- **Exercice proposé 1**: Recopiez fidèlement le passage du texte sur la radicalisation des jeunes partis en Syrie, en commençant par « Un autre stéréotype » et en allant jusqu'à « à la radicalisation. ».
- **Exercice proposé 2**: Poursuivez le texte sur la radicalisation des jeunes partis en Syrie à partir de sa dernière phrase.

- **Extrait retenu**:
——————

Depuis que nous avons appris que des jeunes quittaient la Belgique, mais aussi d’autres pays européens, pour rejoindre le conflit armé en Syrie, un débat violent a éclaté. Le débat mené en Belgique est imprégné d’idées reçues qui empêchent toute analyse appropriée du phénomène.

Selon ces idées toute faites, ces jeunes gens partiraient pour la Syrie parce qu’ils sont victimes d’une société qui ne les acceptent pas et qui ne leur offre pas d’opportunités. Ce point de vue, soutenu par Rik Coolsaet dans une récente édition du journal, n’est cependant pas étayé par les données empiriques.

Que ce soit dans les recherches sur l’extrémisme islamique, ou même dans les recherches sur le terrorisme en général, la conclusion est toujours la même : les gens concernés ne sont pas toujours issus d’un niveau social bas, ils ne sont pas marginalisés ou frustrés, et ne présentent pas de troubles psychiatriques.
Les familles dont sont issus les jeunes Belges partis ne sont pas toutes de classe inférieure, leurs enfants ne sont ni sous-qualifiés, ni frustrés. Concernant les discriminations dont ils se disent victimes, on n’a généralement que peu de preuve empirique.

Ces dernières années, de nombreuses recherches internationales ont eu lieu sur le radicalisme et l’extrémisme. Ce qu’elles montrent est que les jeunes hommes et femmes qui se radicalisent, et qui cèdent parfois à l’extrémisme, sont souvent issus de familles de la classe moyenne. Il y a aussi quelques cas de jeunes issus de la classe supérieure.

N’oublions pas que les pirates de l’air des attaques du 11 septembre venaient de familles riches. Un autre point à noter, le faible statut social et le manque d’opportunité sont le lot de la grande majorité des gens, mais seuls quelques uns d’entre eux deviennent extrémistes.
Si le manque d’opportunité devait conduire à l’extrémisme, les pays les plus pauvres dans le monde devraient fournir le plus d’extrémistes. Or nous savons que ce n’est pas le cas. N’y a-t-il aucun démuni parmi ceux qui partent ? Bien sûr que si, c’est de ceux là que Coolsaet parle. Mais rappelons-le, le groupe parti se battre en Syrie est beaucoup plus divers qu’il ne le suggère.
Un autre stéréotype habituel dans le débat en Belgique est que, malgré les recherches qui réfutent cela, la radicalisation serait le résultat d’une intégration qui a échoué. Les chercheurs appellent ce phénomène le paradoxe de l’intégration, il sert de terreau fertile à la radicalisation.
Ce paradoxe signifie que les enfants et petits-enfants d’immigrés, qui sont nés et ont grandi ici, attachent une grande importance à la société dans laquelle ils vivent. Ils veulent être acceptés socialement et font tout ce qu’ils peuvent pour s’intégrer. Le résultat est qu’ils ont des attentes sociales plus élevées que les autres et sont plus sensibles aux exclusions et aux (prétendues) discriminations.

——————

- **Extrait source**:
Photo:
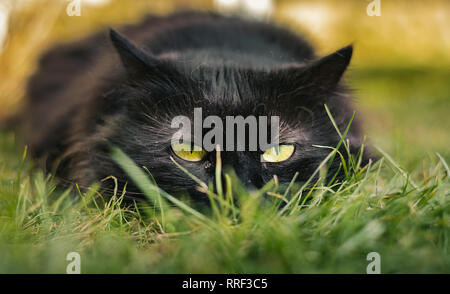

——————

- **Réponse attendue 1**:
Un autre stéréotype habituel dans le débat en Belgique est que, malgré les recherches qui réfutent cela, la radicalisation serait le résultat d’une intégration qui a échoué. Les chercheurs appellent ce phénomène le paradoxe de l’intégration, il sert de terreau fertile à la radicalisation.

- **Réponse attendue 2**:
Les expériences négatives peuvent les détourner de la société et les conduire à chercher refuge dans une recherche d’identité dangereuse.

Je crois pouvoir dire que plus les jeunes sont intégrés, plus il y a risque de radicalisation.

Cette thèse est appuyée par de nombreux éléments. Souvent les jeunes radicalisés étaient très occidentalisés avant leur radicalisation. Ils buvaient de l’alcool et consommait souvent de la drogue.

Par la suite, ils ont commencé à s’intéresser de plus en plus à la religion, ils se sont convertis à l’Islam pour finir par se radicaliser en très peu de temps. La plupart avait terminé leurs études ou avaient un travail et des amis issus de groupes ethniques différents.


Ce qui frappe, dans le débat de ces semaines passées, c’est que non seulement des explications standard sont données pour expliquer le départ de tant de jeunes, mais en plus on y apporte des solutions standard. des solutions qui sont en fait destinées à des problèmes divers.
Il est devenu trop risqué de persévérer avec de telles solutions maintenant que le problème est devenu une question de vie ou de mort. Le fait d’avoir affaire à un groupe très divers montre immédiatement la difficulté pour trouver une solution convenable.
Nous savons que lutter contre la pauvreté ne suffit pas à combattre contre le radicalisme et l’extrémisme. Il ne faut pas non plus mettre trop d’espoir dans les propositions de lutte contre le chômage des jeunes.
Je ne fais pas ici d’appel à changer fondamentalement les politiques actuelles de lutte contre la pauvreté, ni à arrêter de lutter contre le racisme sur le lieu de travail ou sur le marché de l’emploi. Mais nous devrions pas entretenir l’illusion que ces mesures vont freiner le radicalisme et l’extrémisme. Pour vraiment comprendre le groupe auquel nous avons affaire, nous avons besoin d’une profonde compréhension de qui sont ces jeunes et ces familles dont ils viennent, nous pourrons ainsi se défaire petit à petit des idées reçues qui dominent trop souvent le débat. Tout le reste n’est que perte de temps et d’énergie.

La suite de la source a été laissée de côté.